▸ **Requirement 1**
Find every line in the listing that contains the word "tree" and copy each of those lines.

▸ **Selected extract**

......

Monday, November 17, 2014

Nuxeo 6.0 and Elasticsearch

Lucidworks' Lucene and Solr have been the dominant open source search options for the last decade.  Solr is now widely used and is tightly integrated with many products, like those from Alfresco and PTC, and it's used by a wide variety of companies and organizations like Comcast, Disney, Goldmansachs and the FCC.  Here at Formtek, we've integrated it into Formtek Orion software too.

But Solr isn't the only viable open-source search option any more.  For example, it got my attention earlier this year when ECM vendor Nuxeo upgraded the search capabilities of their core product to use Elasticsearch in their 5.9.3 fast track release.  That Elasticsearch integration is officially available now in the Nuxeo long term support (LTS) 6.0 release and was just made available this week.

Solr Versus Elasticsearch

What makes Elasticsearch attractive as a technology?

There's actually a lot of similarities between Solr and Elasticsearch technologies. Both Elasticsearch and Solr are built on top of Lucene, and they're both Java-based Apache-licensed open source software. The feature sets for both of them are very comparable, partly because they're both built on top of Lucene.  Both technologies offer:
  • Java API and REST
  • Faceting
  • Highlighting
  • Replication
  • Distribution
But despite the similarities, or maybe because of them, Elasticsearch has seen tremendous growth in mindshare over the last two years. Google Trends shows that Elasticsearch interest surpassed interest in Solr in 2014.  So, at this point, while the Solr community is significantly bigger and Solr is more mature, Elasticsearch is growing quickly and is expected to grow even faster, especially now after Elasticsearch received $70 million of venture funding in June 2014.

......

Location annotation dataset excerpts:
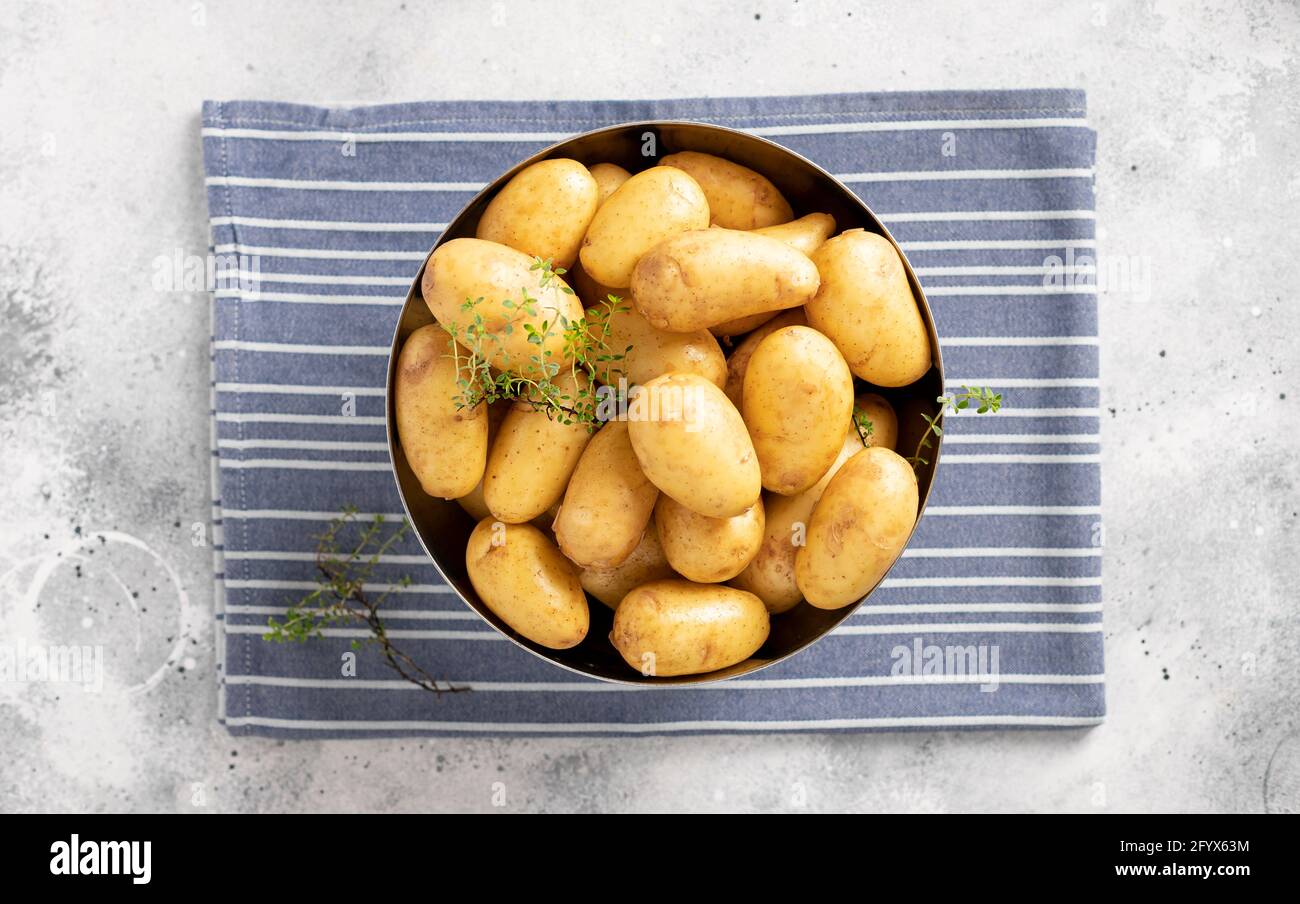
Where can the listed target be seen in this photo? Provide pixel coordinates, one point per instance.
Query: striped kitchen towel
(991, 619)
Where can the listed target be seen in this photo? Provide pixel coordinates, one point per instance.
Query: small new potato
(707, 550)
(645, 565)
(857, 530)
(739, 360)
(445, 446)
(706, 277)
(741, 325)
(676, 627)
(884, 420)
(648, 208)
(739, 198)
(805, 234)
(523, 578)
(473, 501)
(479, 269)
(532, 458)
(657, 351)
(609, 502)
(866, 307)
(770, 575)
(544, 211)
(797, 406)
(609, 177)
(692, 444)
(592, 293)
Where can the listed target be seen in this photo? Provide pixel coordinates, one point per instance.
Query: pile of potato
(748, 488)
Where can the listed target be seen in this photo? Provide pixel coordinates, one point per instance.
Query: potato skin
(473, 501)
(609, 177)
(475, 268)
(446, 448)
(645, 565)
(884, 420)
(707, 550)
(739, 198)
(676, 627)
(858, 528)
(532, 458)
(805, 234)
(544, 211)
(527, 583)
(797, 406)
(866, 307)
(741, 325)
(709, 276)
(590, 292)
(657, 351)
(692, 444)
(609, 502)
(739, 360)
(770, 575)
(648, 208)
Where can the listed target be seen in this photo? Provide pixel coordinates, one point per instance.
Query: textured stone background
(104, 390)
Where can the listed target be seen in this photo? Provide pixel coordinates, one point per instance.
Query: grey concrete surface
(104, 390)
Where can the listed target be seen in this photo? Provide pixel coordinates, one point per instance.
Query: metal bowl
(443, 527)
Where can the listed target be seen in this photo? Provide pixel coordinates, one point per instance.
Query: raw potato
(655, 351)
(741, 325)
(473, 268)
(473, 501)
(646, 563)
(544, 211)
(739, 360)
(866, 307)
(771, 575)
(858, 528)
(707, 550)
(805, 234)
(739, 198)
(884, 422)
(609, 502)
(648, 208)
(593, 293)
(446, 448)
(532, 458)
(709, 276)
(609, 177)
(797, 406)
(675, 627)
(692, 444)
(520, 575)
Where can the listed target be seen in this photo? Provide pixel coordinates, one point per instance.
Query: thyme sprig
(536, 380)
(983, 397)
(866, 427)
(341, 596)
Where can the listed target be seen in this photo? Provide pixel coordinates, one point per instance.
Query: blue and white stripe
(1008, 554)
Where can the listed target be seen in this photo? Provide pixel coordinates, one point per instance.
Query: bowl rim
(415, 295)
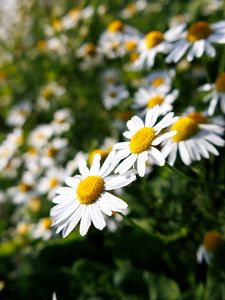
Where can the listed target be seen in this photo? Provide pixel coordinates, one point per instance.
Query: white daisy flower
(197, 40)
(149, 98)
(113, 95)
(211, 242)
(19, 114)
(144, 140)
(86, 198)
(153, 43)
(40, 136)
(111, 43)
(51, 181)
(194, 139)
(216, 94)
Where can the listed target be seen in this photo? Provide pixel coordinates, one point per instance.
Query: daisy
(19, 114)
(211, 242)
(160, 80)
(86, 198)
(149, 98)
(216, 94)
(113, 95)
(153, 43)
(197, 40)
(194, 139)
(144, 140)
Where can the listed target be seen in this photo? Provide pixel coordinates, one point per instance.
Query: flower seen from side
(144, 140)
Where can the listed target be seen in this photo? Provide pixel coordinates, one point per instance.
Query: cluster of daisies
(155, 134)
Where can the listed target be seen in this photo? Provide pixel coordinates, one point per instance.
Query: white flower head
(87, 197)
(194, 139)
(196, 40)
(144, 140)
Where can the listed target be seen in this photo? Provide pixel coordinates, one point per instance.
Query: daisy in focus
(211, 242)
(149, 98)
(194, 139)
(196, 40)
(86, 197)
(144, 141)
(216, 94)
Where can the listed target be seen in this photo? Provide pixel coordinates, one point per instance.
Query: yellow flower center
(53, 182)
(197, 117)
(157, 81)
(156, 100)
(90, 49)
(130, 45)
(186, 128)
(115, 26)
(141, 140)
(34, 204)
(24, 187)
(46, 223)
(220, 83)
(198, 31)
(153, 38)
(89, 189)
(212, 240)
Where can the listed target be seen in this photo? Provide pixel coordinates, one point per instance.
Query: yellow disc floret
(220, 83)
(89, 189)
(212, 240)
(115, 26)
(142, 140)
(198, 31)
(153, 38)
(156, 100)
(186, 128)
(197, 117)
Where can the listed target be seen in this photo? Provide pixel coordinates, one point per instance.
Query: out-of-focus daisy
(111, 43)
(62, 121)
(40, 136)
(144, 140)
(42, 230)
(24, 190)
(113, 95)
(52, 179)
(53, 152)
(153, 43)
(194, 139)
(86, 198)
(149, 98)
(197, 40)
(216, 94)
(133, 8)
(49, 92)
(19, 114)
(160, 80)
(211, 242)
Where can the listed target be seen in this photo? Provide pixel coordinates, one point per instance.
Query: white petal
(115, 203)
(163, 137)
(96, 216)
(85, 222)
(83, 169)
(184, 154)
(157, 156)
(95, 166)
(141, 163)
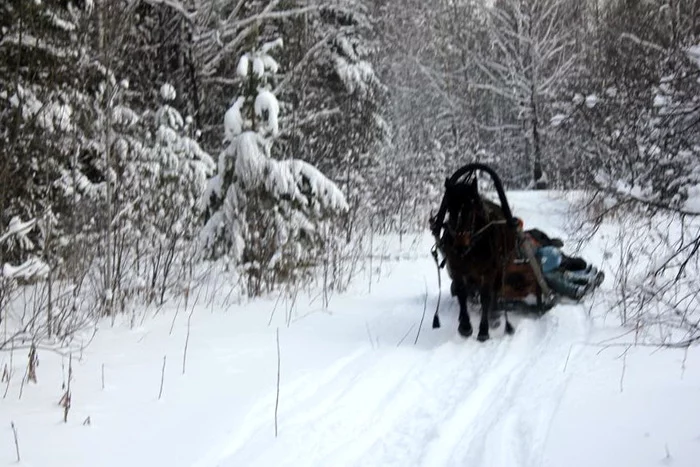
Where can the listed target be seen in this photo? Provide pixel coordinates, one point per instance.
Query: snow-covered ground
(356, 390)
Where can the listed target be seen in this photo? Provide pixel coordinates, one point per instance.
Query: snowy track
(458, 403)
(446, 401)
(356, 391)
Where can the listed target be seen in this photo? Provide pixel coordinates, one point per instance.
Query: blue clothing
(573, 284)
(549, 258)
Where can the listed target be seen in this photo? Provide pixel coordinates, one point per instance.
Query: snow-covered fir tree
(271, 217)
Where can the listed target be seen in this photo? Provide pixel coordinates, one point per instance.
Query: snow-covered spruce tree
(335, 98)
(270, 217)
(162, 175)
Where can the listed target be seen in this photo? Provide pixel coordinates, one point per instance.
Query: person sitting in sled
(570, 283)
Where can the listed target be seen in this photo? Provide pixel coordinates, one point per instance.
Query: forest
(148, 144)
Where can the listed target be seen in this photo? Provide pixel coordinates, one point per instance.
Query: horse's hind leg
(465, 325)
(487, 304)
(510, 330)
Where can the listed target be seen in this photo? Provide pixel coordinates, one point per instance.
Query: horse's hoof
(465, 331)
(510, 330)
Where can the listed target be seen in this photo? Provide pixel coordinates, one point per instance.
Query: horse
(479, 243)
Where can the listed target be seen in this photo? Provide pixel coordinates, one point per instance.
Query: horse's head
(465, 209)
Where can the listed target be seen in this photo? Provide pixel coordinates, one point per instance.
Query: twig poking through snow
(162, 378)
(425, 306)
(566, 363)
(624, 367)
(406, 335)
(277, 396)
(369, 335)
(14, 433)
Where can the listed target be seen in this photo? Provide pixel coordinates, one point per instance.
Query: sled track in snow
(460, 403)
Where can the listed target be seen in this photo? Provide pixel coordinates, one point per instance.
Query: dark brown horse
(479, 242)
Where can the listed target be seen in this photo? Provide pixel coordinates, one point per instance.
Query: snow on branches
(269, 216)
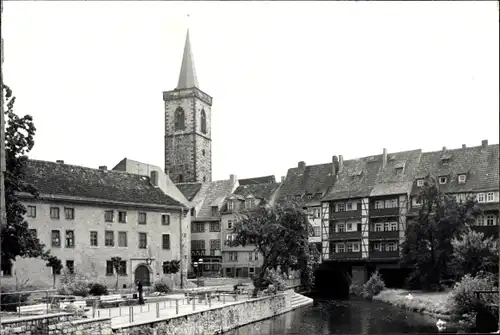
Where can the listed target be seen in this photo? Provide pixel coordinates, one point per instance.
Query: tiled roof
(258, 180)
(189, 189)
(480, 164)
(216, 191)
(77, 181)
(312, 180)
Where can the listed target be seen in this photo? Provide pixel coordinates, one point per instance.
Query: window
(93, 239)
(54, 213)
(56, 238)
(214, 226)
(179, 119)
(490, 220)
(109, 238)
(143, 240)
(122, 239)
(203, 123)
(142, 218)
(165, 219)
(122, 217)
(165, 241)
(340, 207)
(109, 268)
(108, 216)
(70, 239)
(317, 231)
(31, 211)
(70, 265)
(341, 228)
(69, 213)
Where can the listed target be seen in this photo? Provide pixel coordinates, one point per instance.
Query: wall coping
(34, 318)
(159, 320)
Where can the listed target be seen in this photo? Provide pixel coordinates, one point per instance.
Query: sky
(291, 81)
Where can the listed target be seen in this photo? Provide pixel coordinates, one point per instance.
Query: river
(355, 316)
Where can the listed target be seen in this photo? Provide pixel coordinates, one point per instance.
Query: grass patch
(434, 303)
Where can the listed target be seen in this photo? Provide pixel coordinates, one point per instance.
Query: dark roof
(189, 190)
(481, 165)
(312, 180)
(77, 181)
(258, 180)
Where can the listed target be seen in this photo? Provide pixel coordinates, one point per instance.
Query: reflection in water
(343, 317)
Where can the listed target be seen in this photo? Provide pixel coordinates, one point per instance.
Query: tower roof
(187, 76)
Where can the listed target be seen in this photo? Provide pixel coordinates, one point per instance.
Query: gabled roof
(258, 180)
(77, 181)
(481, 165)
(311, 180)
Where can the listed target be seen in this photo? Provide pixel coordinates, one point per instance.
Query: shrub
(464, 304)
(373, 286)
(97, 289)
(161, 286)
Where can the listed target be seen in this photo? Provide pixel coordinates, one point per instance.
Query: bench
(113, 299)
(32, 309)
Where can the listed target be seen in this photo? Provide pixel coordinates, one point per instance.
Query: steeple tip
(187, 76)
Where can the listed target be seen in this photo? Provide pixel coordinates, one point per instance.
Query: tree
(427, 249)
(117, 266)
(16, 239)
(172, 268)
(280, 234)
(473, 253)
(56, 265)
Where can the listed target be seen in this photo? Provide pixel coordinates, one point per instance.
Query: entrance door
(142, 274)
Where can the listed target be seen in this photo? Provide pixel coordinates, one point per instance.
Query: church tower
(188, 135)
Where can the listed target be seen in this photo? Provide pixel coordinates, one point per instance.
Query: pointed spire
(187, 76)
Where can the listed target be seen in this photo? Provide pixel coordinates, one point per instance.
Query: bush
(464, 304)
(161, 286)
(373, 286)
(97, 289)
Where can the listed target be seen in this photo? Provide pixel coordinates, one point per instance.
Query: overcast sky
(291, 81)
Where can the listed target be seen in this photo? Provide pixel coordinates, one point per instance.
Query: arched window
(179, 119)
(203, 122)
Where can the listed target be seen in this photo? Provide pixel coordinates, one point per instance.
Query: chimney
(384, 158)
(335, 165)
(154, 178)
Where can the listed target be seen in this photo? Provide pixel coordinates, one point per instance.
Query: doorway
(142, 274)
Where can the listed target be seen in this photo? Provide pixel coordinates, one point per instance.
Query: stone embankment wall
(60, 323)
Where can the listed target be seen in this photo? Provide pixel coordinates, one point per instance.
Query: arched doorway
(142, 274)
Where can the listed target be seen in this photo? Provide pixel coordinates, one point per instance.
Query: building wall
(91, 260)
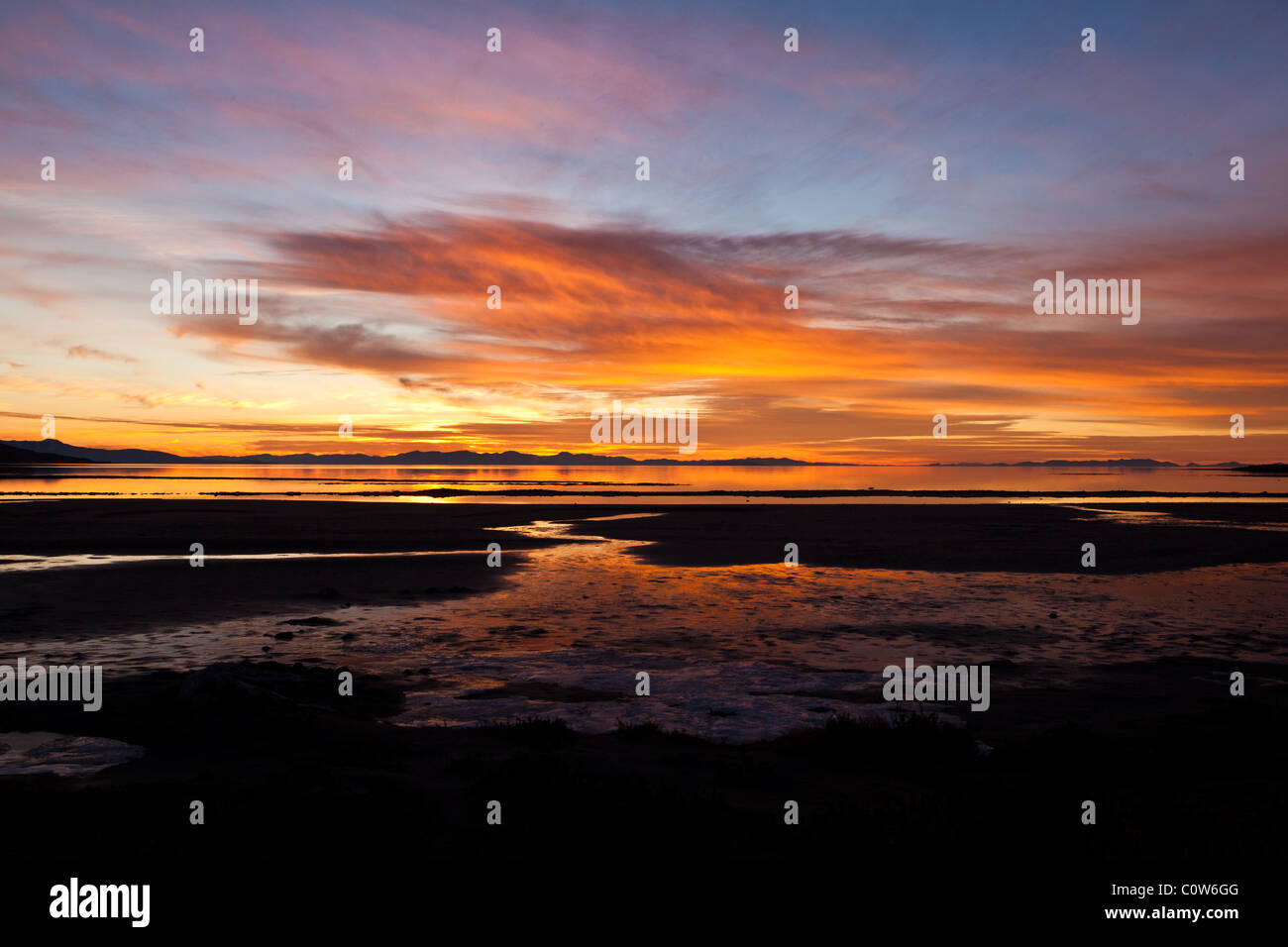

......

▸ **Requirement 2**
According to the post on Nuxeo 6.0 and Elasticsearch, why are the feature sets of Solr and Elasticsearch so similar?

▸ **Exercise answer 1**
Query: snow-covered fir tree
Query: snow-covered spruce tree
Query: tree

▸ **Exercise answer 2**
The feature sets of Solr and Elasticsearch are very comparable partly because both are built on top of Lucene.